STATED TASK:
The output should consist solely of the line containing "Provide the location of each instance of the goalie stick" and the lines that follow it through the end of the data below.
--- begin GIVEN ENTRIES ---
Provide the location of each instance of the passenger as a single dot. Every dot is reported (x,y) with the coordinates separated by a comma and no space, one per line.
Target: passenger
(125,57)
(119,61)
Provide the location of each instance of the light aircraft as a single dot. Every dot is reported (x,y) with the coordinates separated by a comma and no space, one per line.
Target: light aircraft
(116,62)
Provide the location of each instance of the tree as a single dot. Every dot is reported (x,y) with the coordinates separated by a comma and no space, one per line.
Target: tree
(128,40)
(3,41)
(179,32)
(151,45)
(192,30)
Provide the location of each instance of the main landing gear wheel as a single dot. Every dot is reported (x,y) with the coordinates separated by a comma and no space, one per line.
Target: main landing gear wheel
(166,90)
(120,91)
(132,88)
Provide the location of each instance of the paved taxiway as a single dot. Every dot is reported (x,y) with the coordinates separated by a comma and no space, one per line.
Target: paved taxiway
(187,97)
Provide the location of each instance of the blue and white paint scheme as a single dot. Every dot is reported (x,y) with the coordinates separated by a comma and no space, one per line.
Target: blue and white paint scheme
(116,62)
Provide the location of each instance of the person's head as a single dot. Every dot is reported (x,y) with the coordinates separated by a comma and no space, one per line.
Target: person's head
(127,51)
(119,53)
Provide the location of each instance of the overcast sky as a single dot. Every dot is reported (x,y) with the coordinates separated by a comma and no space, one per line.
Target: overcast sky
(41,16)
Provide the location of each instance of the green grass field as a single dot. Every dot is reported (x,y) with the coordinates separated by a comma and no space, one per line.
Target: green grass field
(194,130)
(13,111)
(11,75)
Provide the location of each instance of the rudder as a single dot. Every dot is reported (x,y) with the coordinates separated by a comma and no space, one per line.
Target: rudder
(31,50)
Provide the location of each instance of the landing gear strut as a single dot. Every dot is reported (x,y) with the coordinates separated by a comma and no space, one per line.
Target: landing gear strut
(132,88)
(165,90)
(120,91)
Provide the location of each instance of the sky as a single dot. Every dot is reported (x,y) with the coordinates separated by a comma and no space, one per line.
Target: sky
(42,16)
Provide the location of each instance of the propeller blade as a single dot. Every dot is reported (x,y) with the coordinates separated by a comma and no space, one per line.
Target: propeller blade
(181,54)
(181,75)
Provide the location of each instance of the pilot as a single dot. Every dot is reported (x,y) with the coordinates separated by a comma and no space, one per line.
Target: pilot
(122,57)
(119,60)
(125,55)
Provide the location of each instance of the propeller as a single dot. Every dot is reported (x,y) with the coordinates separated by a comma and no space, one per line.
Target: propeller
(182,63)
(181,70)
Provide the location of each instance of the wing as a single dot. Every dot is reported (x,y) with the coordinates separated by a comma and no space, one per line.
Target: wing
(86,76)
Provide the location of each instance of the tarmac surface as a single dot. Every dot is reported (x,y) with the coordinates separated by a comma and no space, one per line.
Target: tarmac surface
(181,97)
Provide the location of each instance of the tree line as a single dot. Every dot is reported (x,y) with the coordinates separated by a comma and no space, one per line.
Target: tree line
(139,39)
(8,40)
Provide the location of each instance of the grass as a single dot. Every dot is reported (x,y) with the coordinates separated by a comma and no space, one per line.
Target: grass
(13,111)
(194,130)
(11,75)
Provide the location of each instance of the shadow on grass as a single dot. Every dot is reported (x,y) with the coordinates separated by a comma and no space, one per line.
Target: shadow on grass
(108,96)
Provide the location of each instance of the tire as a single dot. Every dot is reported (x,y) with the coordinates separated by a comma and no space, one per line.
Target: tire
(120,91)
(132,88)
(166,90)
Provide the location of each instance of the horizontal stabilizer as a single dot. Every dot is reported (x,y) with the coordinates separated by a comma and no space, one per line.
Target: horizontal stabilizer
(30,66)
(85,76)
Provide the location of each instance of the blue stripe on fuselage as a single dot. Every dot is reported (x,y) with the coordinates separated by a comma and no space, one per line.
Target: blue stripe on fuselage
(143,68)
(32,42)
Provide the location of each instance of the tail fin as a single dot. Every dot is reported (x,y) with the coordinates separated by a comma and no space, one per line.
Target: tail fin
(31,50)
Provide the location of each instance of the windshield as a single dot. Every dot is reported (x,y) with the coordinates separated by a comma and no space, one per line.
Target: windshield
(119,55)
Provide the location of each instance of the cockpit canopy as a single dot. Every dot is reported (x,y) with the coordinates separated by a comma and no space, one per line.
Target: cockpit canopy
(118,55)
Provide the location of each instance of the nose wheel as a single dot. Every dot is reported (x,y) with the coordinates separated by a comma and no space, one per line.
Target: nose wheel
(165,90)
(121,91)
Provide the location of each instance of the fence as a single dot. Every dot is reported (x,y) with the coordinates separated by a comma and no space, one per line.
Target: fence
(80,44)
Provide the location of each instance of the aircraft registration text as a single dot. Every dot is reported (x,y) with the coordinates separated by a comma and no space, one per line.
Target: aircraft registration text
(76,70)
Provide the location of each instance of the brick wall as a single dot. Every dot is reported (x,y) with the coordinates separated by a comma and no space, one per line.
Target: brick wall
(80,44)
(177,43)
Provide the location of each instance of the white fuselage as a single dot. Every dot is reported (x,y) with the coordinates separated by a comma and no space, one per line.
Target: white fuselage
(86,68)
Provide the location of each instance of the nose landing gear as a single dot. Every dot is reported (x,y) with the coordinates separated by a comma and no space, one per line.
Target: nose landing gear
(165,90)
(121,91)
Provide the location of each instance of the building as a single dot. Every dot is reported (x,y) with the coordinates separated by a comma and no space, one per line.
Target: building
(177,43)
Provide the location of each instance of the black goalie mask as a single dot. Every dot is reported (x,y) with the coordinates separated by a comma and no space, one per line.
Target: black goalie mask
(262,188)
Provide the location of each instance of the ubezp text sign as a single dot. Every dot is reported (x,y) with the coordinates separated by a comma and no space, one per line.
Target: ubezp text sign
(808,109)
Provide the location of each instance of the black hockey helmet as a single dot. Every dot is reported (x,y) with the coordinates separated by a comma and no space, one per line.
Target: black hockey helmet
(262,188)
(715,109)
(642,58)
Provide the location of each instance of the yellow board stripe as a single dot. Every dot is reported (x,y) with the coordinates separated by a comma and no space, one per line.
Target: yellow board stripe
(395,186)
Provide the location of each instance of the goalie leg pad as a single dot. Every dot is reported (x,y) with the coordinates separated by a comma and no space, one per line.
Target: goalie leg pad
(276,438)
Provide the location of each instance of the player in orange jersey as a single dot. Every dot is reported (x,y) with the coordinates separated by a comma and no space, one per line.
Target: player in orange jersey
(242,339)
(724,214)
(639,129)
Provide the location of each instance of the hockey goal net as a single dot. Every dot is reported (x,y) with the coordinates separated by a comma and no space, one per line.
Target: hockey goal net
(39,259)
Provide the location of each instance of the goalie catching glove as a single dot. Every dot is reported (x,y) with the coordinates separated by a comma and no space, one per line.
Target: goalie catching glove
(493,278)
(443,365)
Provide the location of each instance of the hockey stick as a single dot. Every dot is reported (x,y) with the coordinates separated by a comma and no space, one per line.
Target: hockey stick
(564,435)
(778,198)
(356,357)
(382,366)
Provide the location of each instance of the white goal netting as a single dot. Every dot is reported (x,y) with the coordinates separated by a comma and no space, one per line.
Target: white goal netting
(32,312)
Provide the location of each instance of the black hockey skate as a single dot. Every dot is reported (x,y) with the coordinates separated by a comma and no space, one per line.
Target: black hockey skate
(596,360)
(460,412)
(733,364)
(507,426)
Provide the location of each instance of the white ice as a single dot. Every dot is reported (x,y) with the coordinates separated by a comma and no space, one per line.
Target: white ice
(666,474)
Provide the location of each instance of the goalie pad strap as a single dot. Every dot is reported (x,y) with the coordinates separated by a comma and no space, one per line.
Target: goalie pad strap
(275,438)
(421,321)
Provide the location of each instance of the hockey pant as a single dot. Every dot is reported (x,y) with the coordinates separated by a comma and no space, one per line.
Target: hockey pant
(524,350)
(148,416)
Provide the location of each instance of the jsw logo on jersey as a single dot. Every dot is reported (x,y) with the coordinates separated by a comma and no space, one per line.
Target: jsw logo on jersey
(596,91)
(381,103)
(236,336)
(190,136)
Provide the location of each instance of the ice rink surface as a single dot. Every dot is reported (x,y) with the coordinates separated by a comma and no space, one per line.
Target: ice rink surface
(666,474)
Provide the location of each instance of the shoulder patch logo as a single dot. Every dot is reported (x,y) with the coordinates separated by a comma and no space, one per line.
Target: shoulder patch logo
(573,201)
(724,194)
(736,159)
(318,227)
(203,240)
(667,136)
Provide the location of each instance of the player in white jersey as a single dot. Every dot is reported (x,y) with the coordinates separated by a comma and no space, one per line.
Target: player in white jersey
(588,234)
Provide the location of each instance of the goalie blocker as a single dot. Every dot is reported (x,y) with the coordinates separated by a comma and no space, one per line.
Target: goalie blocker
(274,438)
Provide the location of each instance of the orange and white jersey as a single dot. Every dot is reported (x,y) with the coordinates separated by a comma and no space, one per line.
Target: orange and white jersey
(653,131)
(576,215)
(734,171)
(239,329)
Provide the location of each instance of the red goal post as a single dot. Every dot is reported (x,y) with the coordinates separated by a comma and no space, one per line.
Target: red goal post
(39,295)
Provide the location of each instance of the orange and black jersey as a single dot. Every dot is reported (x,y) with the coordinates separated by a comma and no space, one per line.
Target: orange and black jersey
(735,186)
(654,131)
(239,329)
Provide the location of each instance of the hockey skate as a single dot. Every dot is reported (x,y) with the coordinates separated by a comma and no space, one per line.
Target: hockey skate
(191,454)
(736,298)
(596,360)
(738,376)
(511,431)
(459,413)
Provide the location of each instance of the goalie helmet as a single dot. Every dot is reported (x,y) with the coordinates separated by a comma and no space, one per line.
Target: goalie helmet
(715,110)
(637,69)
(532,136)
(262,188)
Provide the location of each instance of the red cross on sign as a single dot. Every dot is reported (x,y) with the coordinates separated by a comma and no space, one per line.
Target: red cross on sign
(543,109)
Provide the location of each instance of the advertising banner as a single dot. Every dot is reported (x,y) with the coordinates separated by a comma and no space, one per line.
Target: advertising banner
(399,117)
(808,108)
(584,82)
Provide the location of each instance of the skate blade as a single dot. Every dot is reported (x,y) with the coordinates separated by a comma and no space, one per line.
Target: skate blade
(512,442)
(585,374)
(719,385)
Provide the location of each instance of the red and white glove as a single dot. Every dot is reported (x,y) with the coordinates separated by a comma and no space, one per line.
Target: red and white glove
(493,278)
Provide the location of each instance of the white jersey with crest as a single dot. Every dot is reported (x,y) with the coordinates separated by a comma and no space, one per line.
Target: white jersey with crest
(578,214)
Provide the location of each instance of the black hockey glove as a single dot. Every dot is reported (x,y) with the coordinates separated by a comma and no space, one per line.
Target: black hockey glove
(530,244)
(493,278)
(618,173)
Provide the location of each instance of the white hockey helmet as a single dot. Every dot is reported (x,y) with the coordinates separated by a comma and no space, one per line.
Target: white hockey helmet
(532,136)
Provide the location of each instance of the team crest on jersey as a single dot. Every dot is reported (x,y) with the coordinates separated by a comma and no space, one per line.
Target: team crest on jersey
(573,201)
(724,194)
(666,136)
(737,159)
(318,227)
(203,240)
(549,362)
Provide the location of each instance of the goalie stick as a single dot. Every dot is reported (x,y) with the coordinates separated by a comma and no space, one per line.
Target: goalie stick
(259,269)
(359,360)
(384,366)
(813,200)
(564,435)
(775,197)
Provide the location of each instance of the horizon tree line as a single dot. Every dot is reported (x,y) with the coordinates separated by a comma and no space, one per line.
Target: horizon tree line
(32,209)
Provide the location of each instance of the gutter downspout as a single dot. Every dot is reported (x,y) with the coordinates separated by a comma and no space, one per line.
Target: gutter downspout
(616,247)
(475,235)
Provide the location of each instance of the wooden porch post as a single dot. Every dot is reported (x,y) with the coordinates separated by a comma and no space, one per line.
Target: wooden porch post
--- end GIVEN ENTRIES ---
ANSWER BELOW:
Provide the location of each instance of the goalie stick as a single dot. Every dot is reported (x,y) with the coordinates separated by a comma and no space, one per line.
Target: goalie stick
(259,269)
(359,360)
(384,366)
(813,200)
(564,435)
(775,197)
Provide the location of each instance of the horizon tree line as a single dot. Every dot is reported (x,y) with the coordinates separated by a comma and no space, one per line.
Target: horizon tree line
(32,209)
Provide the location of each instance of the gutter downspout as a single dot. Every dot is reported (x,y) with the coordinates separated by a comma and no space, one per line.
Target: gutter downspout
(616,247)
(475,235)
Provide the location of each instance of the wooden porch post as a single dot. Every dot is reported (x,y) with the coordinates separated by a comma and no space, one per line.
Target: wooden porch post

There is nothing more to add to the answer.